*Text segment*.
________________

GrovesD2/bayesian_optimise_strat.py

## bayesian_optimise_strat.py
import time
import numpy as np
import numba as nb
import pandas as pd
import yfinance as yf
import plotly.graph_objects as go

import plotly.io as pio
pio.renderers.default='svg'

from copy import deepcopy
from typing import Tuple
from skopt import gp_minimize
from skopt.utils import use_named_args
from skopt.space import Real, Integer, Categorical

# Price data to optimise the trading strategy over
DF = yf.download('QQQ').reset_index()

# Objective function types, can be:
# - sharpe ratio
# - mean trade
# - median trade
# - compunded result
OBJ_TYPE = 'sharpe ratio'

TRAIN_FROM = '2017-01-01' # This is where the training data begins
TEST_FROM = '2021-01-01' # This is where the training data ends and testing begins

# This enforces a penalty if less than this many trades are made and to prevent
# overfitting to perfect trades
MIN_TRADES = 30

N_ITERS = 100 # This is how many iterations to run of the optimiser
VERBOSE = False # Whether to print runtime info from the optimiser

# Define the search space for the optimisation
SPACE = [
    Integer(3, 300, name='bb_length'),
    Integer(3, 300, name='mean_length'),

    # NOTE: This is the max time we remain in a trade
    Integer(2, 50, name='max_trade_length'),

    Real(0.2, 5, name='std'),
    Categorical(['sma', 'ema'], name='mean_type'),
    Categorical(['sma', 'ema'], name='bb_type'),
    Categorical(['Open', 'Low', 'High', 'Close'], name='mean_price'),
    Categorical(['Open', 'Low', 'High', 'Close'], name='bb_price'),
    Categorical(['Open', 'Low', 'High', 'Close'], name='entry_price'),
]

# The benchmark strategy to compare to
BENCHMARK_STRAT = {
    'bb_length': 30,
    'mean_length': 30,
    'max_trade_length': 10,
    'std': 1,
    'mean_type': 'sma',
    'bb_type': 'sma',
    'mean_price': 'Close',
    'bb_price': 'Close',
    'entry_price': 'Close',
}


def get_mean_and_bb(
        df: pd.DataFrame,
        mean_type: str,
        mean_price: str,
        mean_length: int,
        bb_type: str,
        std: float,
        bb_price: str,
        bb_length: int,
    ) -> pd.DataFrame:
    '''
    Add columns to the price dataframe for the mean (or fair price) and the
    lower bollinger band to signal a mean reversion trade
    '''

    if mean_type == 'exp':
        df['mean'] = df[mean_price].ewm(mean_length, adjust=False).mean()

________________

*Stored records*.

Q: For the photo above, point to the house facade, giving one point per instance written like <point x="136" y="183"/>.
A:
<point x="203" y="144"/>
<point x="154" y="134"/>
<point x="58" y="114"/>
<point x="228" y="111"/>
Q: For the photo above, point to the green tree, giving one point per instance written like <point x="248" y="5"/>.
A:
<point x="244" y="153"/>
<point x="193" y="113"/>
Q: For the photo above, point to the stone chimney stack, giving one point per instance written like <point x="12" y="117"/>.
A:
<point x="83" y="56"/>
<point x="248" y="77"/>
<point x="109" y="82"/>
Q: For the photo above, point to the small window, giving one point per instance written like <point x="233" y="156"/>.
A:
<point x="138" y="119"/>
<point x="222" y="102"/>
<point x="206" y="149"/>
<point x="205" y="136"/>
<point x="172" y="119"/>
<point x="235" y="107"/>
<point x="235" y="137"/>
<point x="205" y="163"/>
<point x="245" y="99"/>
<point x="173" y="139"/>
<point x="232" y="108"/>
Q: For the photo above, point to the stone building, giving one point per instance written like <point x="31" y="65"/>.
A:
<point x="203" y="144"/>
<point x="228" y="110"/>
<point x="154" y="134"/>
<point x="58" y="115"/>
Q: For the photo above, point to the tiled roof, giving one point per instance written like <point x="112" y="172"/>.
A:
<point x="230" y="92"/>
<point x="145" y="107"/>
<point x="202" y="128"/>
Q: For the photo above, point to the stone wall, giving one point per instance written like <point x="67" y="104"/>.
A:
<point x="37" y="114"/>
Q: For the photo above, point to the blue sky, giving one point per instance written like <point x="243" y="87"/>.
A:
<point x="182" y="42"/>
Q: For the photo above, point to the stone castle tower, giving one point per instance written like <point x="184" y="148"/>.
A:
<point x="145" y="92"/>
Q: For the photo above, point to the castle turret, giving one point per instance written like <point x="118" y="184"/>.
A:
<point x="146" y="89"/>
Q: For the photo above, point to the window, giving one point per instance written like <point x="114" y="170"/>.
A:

________________

*Directive A*. Replace "instance" with "occurrence" in the records, from the line containing "Q: For the photo above, point to the castle" through the end of the records, and return only those lines with everything else unchanged.
*Directive B*. What comes next in the trading-strategy optimization script? Continue the code from the point where it stops.

*Exercise result A*.
Q: For the photo above, point to the castle turret, giving one point per occurrence written like <point x="118" y="184"/>.
A:
<point x="146" y="89"/>
Q: For the photo above, point to the window, giving one point per occurrence written like <point x="114" y="170"/>.
A:

*Exercise result B*.
    else:
        df['mean'] = df[mean_price].rolling(mean_length).mean()

    if bb_type == 'exp':
        df['bb'] = df['mean'] - std*df[bb_price].ewm(bb_length, adjust=False).std()
    else:
        df['bb'] = df['mean'] - std*df[bb_price].rolling(bb_length).std()

    return df


@nb.jit(nopython = True)
def run_backtest(
        entry_prices: np.array,
        open_prices: np.array,
        high_prices: np.array,
        bb: np.array,
        mean: np.array,
        max_trade_length: int,
    ) -> Tuple[np.array, np.array, np.array]:
    '''
    Run the backtest - NOTE - any trading decision is actioned on the next
    open; this mitigates the possiblity of look-ahead bias in the bollinger
    bands and the mean.
    '''

    holding = False

    trade_res = []
    bought_on = []
    sold_on = []

    for day in range(2, open_prices.shape[0]):

        if not holding and entry_prices[day-1] <= bb[day-1]:

            bought_at = open_prices[day]
            holding = True
            bought_on.append(day)

            trade_length = 1

        elif holding:

            if high_prices[day] >= mean[day-1]:

                trade_res.append(mean[day-1]/bought_at - 1)
                holding = False
                sold_on.append(day)

            elif trade_length == max_trade_length:

                trade_res.append(open_prices[day]/bought_at - 1)
                holding = False
                sold_on.append(day)

            else:

                trade_length += 1


    return np.array(trade_res), np.array(bought_on), np.array(sold_on)


@use_named_args(SPACE)
def objective(
        bb_length: int,
        mean_length: int,
        max_trade_length: int,
        std: float,
        mean_type: str,
        bb_type: str,
        mean_price: str,
        bb_price: str,
        entry_price: str,
    ):
    '''
    Find the objective function to minimise. NOTE - any results are usually
    negated because the optimiser is a minimiser (i.e. to maximise succes, we
    need to minimise negative success)
    '''

    df = get_mean_and_bb(
        deepcopy(DF),
        mean_type,
        mean_price,
        mean_length,
        bb_type,
        std,
        bb_price,
        bb_length,
    )

    df = (
        df
        .dropna()
        .reset_index(drop=True)
    )

    # Only optimise on the training set so that we can effectively test that
    # the optimiser is working
    df = df[
        (df['Date'] >= TRAIN_FROM)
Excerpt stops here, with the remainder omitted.